EXCERPT:
In the modern world we live in, each job is complex and requires a lot of things to be readily available or completed before starting, during and/or after the task. That is where a checklist comes in.
The checklist started after an air corp’s chief of flight-testing pilot forgot something and crashed the plane after take-off. When this happened the other pilots realised that it was stressful getting a plane to take off and that the stress made it difficult to remember everything that needed to be done. If even a seasoned pilot could forget something before take-off, what about themselves? Therefore, they created a list of things to check before proceeding to get the plane off the ground and this became the standard of aeronautics.
Who uses a Checklist?
Who uses a checklist besides pilots? Surgeons, machine operators, military officers and construction workers. What do they have in common that they need a checklist? The jobs that they do are hazardous to an extent that if they forget something, they could cause fatality or injury to themselves or someone else. In the case of the surgeon, it’s the patient. Military officers, it’s their subordinates.
Machine operators and construction workers, it’s themselves or their colleagues.
While there are checklists for small groups or individuals, there are also checklist used for the management of hundred to tens of thousands of people.

GIVEN DATA:
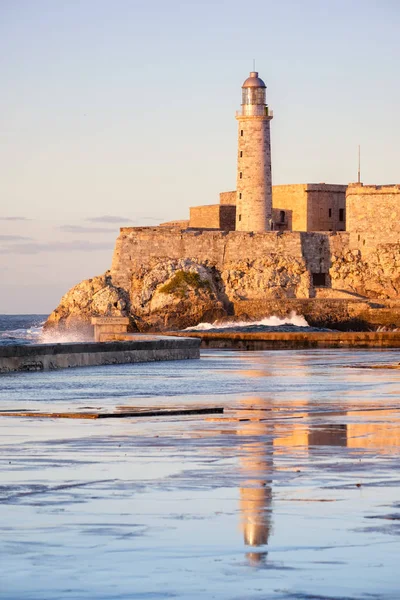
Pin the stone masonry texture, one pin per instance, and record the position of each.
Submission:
(254, 183)
(373, 209)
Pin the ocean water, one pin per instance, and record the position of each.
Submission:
(292, 493)
(21, 329)
(27, 329)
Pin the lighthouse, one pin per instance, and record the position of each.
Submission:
(254, 181)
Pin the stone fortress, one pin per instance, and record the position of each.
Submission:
(329, 252)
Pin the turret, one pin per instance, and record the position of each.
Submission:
(254, 182)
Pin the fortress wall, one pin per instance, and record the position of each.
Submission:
(213, 216)
(368, 266)
(322, 201)
(228, 198)
(374, 209)
(204, 216)
(293, 200)
(137, 246)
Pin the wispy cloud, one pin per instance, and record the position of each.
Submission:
(109, 219)
(14, 219)
(74, 246)
(13, 238)
(83, 229)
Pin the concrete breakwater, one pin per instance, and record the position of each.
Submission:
(43, 357)
(296, 340)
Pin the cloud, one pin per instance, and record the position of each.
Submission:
(82, 229)
(13, 238)
(14, 219)
(74, 246)
(109, 219)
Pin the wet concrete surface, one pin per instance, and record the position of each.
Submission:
(292, 493)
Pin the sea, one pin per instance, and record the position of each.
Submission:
(28, 329)
(21, 329)
(291, 493)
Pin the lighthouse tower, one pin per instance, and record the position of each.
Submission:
(254, 183)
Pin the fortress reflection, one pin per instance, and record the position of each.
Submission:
(266, 436)
(256, 464)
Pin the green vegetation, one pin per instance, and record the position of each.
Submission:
(182, 281)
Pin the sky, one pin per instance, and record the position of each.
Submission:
(122, 112)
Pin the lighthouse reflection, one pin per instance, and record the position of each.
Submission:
(256, 466)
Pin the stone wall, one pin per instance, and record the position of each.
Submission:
(374, 209)
(228, 198)
(136, 247)
(292, 199)
(254, 195)
(326, 207)
(213, 216)
(180, 224)
(309, 207)
(49, 357)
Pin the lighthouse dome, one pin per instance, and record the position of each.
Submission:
(254, 81)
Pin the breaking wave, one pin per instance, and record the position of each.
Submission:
(292, 321)
(21, 329)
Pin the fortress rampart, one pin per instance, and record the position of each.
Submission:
(138, 246)
(374, 209)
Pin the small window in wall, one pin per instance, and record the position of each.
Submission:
(319, 279)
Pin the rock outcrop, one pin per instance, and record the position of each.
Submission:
(175, 294)
(92, 297)
(234, 274)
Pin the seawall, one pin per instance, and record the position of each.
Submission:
(294, 341)
(47, 357)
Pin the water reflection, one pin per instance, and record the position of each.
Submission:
(256, 464)
(266, 435)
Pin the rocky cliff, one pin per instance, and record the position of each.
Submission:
(174, 294)
(156, 285)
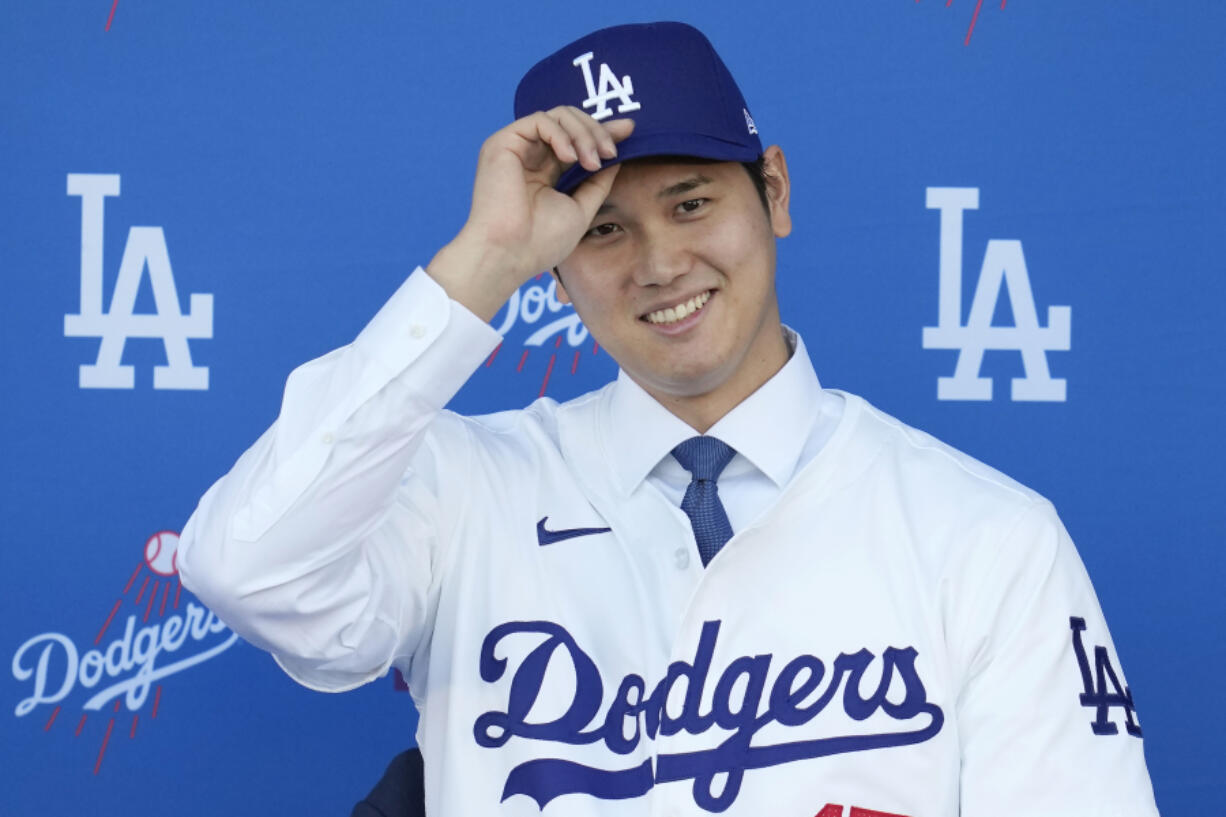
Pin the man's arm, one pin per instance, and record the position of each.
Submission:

WHAT THIS EXERCISE ASKS:
**a)** According to the passage on checklists, what event led to the creation of the checklist?
**b)** Set down, word for word, the stretch of the passage on checklists from "In the modern" through "checklist comes in.".
The listing plays no part in these tasks.

PER-TASK OUTPUTS:
**a)** An air corp's chief of flight-testing pilot forgot something and crashed the plane after take-off.

**b)**
In the modern world we live in, each job is complex and requires a lot of things to be readily available or completed before starting, during and/or after the task. That is where a checklist comes in.